▶ _Exercise aim_:
Once you have read the records, write them out again exactly.

[Entries taken from a collection]
•••••
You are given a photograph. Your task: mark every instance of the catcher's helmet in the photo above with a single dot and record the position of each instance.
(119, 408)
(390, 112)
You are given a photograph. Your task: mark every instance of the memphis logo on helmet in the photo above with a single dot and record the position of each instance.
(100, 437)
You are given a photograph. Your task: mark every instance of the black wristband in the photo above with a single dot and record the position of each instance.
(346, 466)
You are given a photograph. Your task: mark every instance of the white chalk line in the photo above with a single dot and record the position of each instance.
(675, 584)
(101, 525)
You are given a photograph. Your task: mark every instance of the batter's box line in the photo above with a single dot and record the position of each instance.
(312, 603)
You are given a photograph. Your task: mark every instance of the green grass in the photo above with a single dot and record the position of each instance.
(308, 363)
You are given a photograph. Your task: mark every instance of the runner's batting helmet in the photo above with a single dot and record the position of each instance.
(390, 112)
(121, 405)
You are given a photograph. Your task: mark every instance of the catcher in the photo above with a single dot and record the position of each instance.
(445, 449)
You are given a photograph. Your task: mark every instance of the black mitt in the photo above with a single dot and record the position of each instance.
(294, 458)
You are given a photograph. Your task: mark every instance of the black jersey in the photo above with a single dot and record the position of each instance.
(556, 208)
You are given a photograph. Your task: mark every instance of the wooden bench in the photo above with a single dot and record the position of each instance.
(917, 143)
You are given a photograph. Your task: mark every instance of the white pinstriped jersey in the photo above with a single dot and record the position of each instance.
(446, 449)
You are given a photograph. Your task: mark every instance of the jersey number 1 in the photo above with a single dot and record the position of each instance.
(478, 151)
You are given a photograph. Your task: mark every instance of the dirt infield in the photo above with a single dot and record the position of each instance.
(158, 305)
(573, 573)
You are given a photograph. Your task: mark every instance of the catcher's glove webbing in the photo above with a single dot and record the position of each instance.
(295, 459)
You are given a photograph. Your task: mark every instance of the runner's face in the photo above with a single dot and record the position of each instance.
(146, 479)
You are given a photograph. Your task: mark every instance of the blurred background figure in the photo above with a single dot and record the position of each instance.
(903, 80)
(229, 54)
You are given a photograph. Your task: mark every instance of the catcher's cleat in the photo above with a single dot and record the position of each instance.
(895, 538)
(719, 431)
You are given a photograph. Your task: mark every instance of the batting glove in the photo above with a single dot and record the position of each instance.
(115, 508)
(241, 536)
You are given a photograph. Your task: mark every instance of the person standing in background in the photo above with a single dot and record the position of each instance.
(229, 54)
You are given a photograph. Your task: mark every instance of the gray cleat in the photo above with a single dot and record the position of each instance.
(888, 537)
•••••
▶ _Reply_:
You are given a photograph. Your task: mark every instance of the catcher's helmet in the photo above with a single dot and record the position of each instance.
(119, 408)
(390, 112)
You are given a photograph. Your task: mark every instance of the memphis logo on helmet in the photo above with a single dot and record the position of each instance.
(100, 437)
You are given a photograph. Your task: mark every instance of the black wristband in the photo above with a single dot and record the position of each instance.
(346, 466)
You are given a photograph. Your task: mark every instance of the white chalk line in the photo above with a single dot and record the position of each instance.
(675, 584)
(101, 525)
You are given a photograph. Your task: mark every instance of the batter's box line in the photo above with a single dot and record the position of each instance.
(312, 603)
You are given a photograph. Your task: mark every instance of the green grass in the photo above with a single dot and record the position of each instance.
(308, 363)
You are given a photograph. Your task: mark every instance of the runner's batting helmet in the photo above with a single dot and record the position of each instance.
(390, 112)
(121, 405)
You are given a photograph. Your task: mark every instance of the catcher in the photo above with a single dot and record the position of each instance.
(445, 449)
You are given a photograph. Your task: mark every instance of the black mitt in the photo above with a single dot and record the position of each instance.
(294, 458)
You are given a photograph. Your task: mark every instance of the black jersey in the photo above with a single dot and record the position of each instance.
(556, 208)
You are given a photograph. Your task: mark every instance of the wooden bench in the photo above with a single dot and record the position of each instance.
(917, 143)
You are given a photograph. Your task: mark every instance of the white pinstriped jersey in the photo above with a single dot and record the position of each instance.
(446, 449)
You are given a photograph. Your task: mark every instance of the jersey number 1 in the photo above with a single dot and record the position of each instance.
(478, 151)
You are given a photograph. Your task: mark every instance of the dirt infield in the photo above with a single dot and record the position of each instance.
(158, 305)
(573, 573)
You are given a photograph. Your task: mark every instance of the catcher's glove webbing in the photo above with a single dot and record the position of each instance.
(295, 459)
You are given a photograph. Your task: mark every instance of the runner's face in the photo above with a single dot and record the position of each instance.
(146, 479)
You are given a photograph. Your task: mark every instance of the blurred background figure in the photo above with a single dot and record the position of each instance.
(903, 80)
(229, 54)
You are given a photograph. Your task: mark every instance of the catcher's cleat in the photo above with a single dot and record the position of each instance.
(895, 538)
(719, 431)
You are given a photograph. Your task: mark every instance of the batting glove in the photo above with a single dot and record the position of each instance.
(115, 508)
(241, 536)
You are given a photograph. Your task: mark every instance of the person standing in background in the photo above with a single dot and record the position of each instance.
(229, 54)
You are given a photograph. Your task: mark every instance of the gray cleat in the photo above with a single dot and record the position of each instance.
(888, 537)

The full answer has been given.